== PAGE EXCERPT

Wednesday, 29 July 2015
This Saturday marks the 200th anniversary of the Bill Richmond v Tom Shelton bare-knuckle boxing contest. By way of a celebration, I will be tweeting a live recreation of the fight, including many illustrations and images, via my twitter page @boxianajournal.
Below I imagine what a preview of the fight back in 1815 may have looked like ...
Richmond v Shelton: the Tale of the Tape
Name: William 'Bill' Richmond
Nickname: 'The Black'
Born: 5 August 1763, Staten Island, United States
Height: 5 feet 9 inches
Weight: 12 stone, 2 pounds
Career record: 17 mills, 15 wins, 2 losses
Boxing style and qualities: Expert in hitting and getting away, possessor of a terrible right-handed hit.
Typical quote: "A gentleman, sir, only uses his hands to defend himself, and not to attack; we call the pugilistic art, for that reason, the noble science of defence."
Career summary: After several impromptu set-tos in the north of England, where he was raised, educated and apprenticed after arriving on these shores with Earl Hugh Percy, Richmond entered the lists with a defeat against the seasoned George Maddox in January 1805 in a close contest. Thereafter, a run of three unbroken successes secured a contest with rising talent Tom Cribb, a tiresome contest in October 1805 which he lost. Since then, Richmond's science has become manifest to all and he has won all seven of his mills, albeit with several periods of inactivity. Richmond also won much notoriety when he mentored fellow former slave Tom Molineaux to the brink of championship honours, only for the American pretender to be vanquished by Cribb in two mighty contests in 1810 and 1811. Richmond is now an esteemed and respected member of the pugilistic corps, renowned for his good manners, milling anecdotes and tactical acumen.
Name: Thomas 'Tom' Shelton
Nickname: 'The Navigator'
Born: 1 May 1787, Wrotham, Kent,
Height: 5 feet 10 inches
Weight: 12 stone, 7 pounds
Career record: 3 mills, 2 wins, 1 loss
Boxing style and qualities: Scientific boxer, good in-fighter, left-handed hitter.

====

## DIRECTIONS
Copy from the Richmond v Shelton fight preview word for word, starting with "Wednesday, 29 July" and going on through "twitter page @boxianajournal.".

== GIVEN INFORMATION

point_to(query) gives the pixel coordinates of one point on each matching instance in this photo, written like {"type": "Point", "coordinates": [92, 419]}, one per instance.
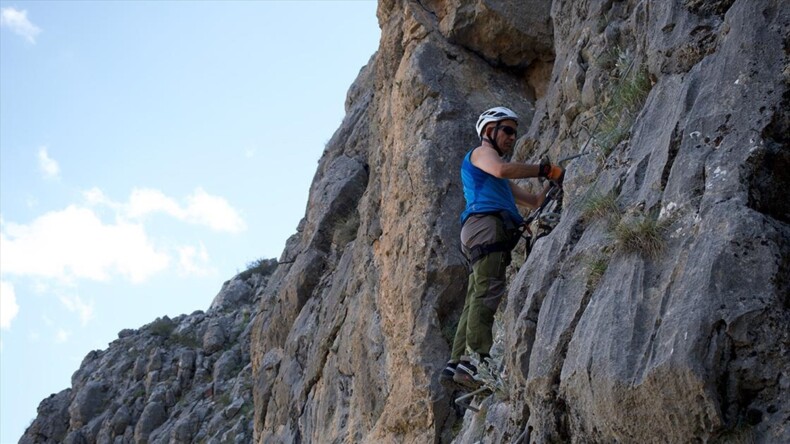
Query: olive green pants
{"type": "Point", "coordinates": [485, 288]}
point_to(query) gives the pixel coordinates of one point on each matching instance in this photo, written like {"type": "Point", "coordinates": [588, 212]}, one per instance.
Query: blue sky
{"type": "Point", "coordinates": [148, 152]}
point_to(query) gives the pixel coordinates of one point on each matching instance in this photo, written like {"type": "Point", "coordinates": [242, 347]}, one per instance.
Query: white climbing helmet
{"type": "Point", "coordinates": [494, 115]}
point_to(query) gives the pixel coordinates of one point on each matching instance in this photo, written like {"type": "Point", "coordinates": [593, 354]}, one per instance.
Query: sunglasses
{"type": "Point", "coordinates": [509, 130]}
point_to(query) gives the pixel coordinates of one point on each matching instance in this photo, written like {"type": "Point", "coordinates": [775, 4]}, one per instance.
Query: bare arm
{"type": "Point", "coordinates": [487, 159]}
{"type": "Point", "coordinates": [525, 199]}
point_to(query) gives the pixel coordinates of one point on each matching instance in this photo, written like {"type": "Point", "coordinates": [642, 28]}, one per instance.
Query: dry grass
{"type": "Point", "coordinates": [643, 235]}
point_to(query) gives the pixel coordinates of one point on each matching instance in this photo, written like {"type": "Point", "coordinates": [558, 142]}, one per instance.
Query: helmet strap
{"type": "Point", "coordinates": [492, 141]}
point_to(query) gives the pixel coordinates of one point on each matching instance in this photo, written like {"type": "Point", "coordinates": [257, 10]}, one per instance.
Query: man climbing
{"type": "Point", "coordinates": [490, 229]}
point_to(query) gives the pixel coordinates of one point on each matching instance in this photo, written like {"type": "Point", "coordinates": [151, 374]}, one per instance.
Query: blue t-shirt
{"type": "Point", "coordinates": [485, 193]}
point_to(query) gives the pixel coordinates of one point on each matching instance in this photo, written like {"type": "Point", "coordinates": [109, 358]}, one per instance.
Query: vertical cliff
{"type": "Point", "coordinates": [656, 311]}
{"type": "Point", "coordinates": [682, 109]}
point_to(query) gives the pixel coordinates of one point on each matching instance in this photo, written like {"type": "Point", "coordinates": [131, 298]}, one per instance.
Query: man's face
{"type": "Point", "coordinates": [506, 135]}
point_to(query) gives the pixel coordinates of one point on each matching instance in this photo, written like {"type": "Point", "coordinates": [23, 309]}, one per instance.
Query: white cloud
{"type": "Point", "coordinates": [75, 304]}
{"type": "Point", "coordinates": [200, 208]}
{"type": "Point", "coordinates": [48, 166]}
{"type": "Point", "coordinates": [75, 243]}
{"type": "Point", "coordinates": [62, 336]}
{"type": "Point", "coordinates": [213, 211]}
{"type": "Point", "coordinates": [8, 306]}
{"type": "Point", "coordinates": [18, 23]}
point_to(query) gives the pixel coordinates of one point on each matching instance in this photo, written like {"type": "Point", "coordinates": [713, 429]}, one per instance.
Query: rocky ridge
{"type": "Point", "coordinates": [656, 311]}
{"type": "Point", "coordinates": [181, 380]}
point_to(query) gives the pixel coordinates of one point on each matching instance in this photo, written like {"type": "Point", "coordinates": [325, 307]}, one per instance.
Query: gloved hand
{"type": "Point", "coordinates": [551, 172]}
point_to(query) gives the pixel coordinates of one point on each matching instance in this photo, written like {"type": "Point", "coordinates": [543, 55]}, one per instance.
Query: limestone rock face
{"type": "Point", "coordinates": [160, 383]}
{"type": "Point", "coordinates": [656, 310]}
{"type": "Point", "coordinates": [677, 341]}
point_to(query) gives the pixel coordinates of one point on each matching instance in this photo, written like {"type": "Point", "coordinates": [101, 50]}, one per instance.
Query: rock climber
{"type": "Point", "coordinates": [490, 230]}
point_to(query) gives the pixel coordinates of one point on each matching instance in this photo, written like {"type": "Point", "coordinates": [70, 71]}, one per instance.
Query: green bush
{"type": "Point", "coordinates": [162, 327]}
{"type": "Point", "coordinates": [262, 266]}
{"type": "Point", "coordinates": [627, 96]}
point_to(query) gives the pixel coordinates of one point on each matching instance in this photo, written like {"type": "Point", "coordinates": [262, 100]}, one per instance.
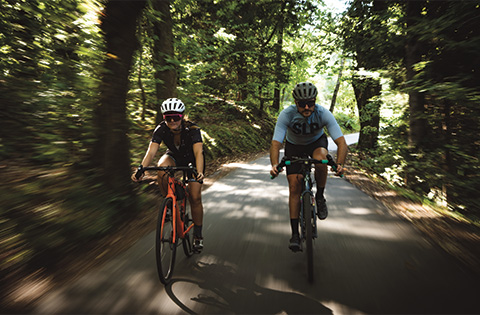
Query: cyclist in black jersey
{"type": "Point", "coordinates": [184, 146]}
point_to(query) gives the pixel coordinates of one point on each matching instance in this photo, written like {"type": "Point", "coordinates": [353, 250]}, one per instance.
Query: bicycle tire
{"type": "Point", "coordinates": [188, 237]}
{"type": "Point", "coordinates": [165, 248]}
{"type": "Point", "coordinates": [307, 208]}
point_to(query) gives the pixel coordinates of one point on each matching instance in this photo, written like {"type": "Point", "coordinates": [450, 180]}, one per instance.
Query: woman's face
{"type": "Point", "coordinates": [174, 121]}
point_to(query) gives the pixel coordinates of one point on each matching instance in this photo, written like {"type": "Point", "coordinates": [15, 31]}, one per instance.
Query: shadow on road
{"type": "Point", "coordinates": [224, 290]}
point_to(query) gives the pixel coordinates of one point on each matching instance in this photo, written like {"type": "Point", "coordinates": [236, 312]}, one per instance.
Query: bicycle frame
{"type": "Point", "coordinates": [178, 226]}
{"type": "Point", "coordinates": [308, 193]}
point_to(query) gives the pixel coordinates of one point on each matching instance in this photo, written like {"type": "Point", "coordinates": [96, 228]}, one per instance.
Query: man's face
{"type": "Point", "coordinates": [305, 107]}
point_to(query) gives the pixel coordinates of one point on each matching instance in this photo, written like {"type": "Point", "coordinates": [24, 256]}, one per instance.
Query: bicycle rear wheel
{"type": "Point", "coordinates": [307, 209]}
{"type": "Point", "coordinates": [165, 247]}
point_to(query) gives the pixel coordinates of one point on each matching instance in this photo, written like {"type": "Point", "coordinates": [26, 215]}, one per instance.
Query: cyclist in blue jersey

====

## WRITTEN SOLUTION
Wednesday, 29 July 2015
This Saturday marks the 200th anniversary of the Bill Richmond v Tom Shelton bare-knuckle boxing contest. By way of a celebration, I will be tweeting a live recreation of the fight, including many illustrations and images, via my twitter page @boxianajournal.